How many lines of the records below contain the string "black"? Treat uppercase and lowercase as different, and reply with the number alone.

Labeled point records

+ + + + + + +

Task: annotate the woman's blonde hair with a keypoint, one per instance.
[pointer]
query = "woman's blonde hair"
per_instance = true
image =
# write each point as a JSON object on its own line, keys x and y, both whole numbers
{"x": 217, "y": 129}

+ + + + + + +

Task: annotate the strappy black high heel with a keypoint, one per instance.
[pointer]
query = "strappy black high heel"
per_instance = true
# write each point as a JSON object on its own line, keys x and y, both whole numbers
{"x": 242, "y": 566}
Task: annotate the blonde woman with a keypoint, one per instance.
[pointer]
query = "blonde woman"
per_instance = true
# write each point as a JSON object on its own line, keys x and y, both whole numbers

+ + + + + + +

- Task solution -
2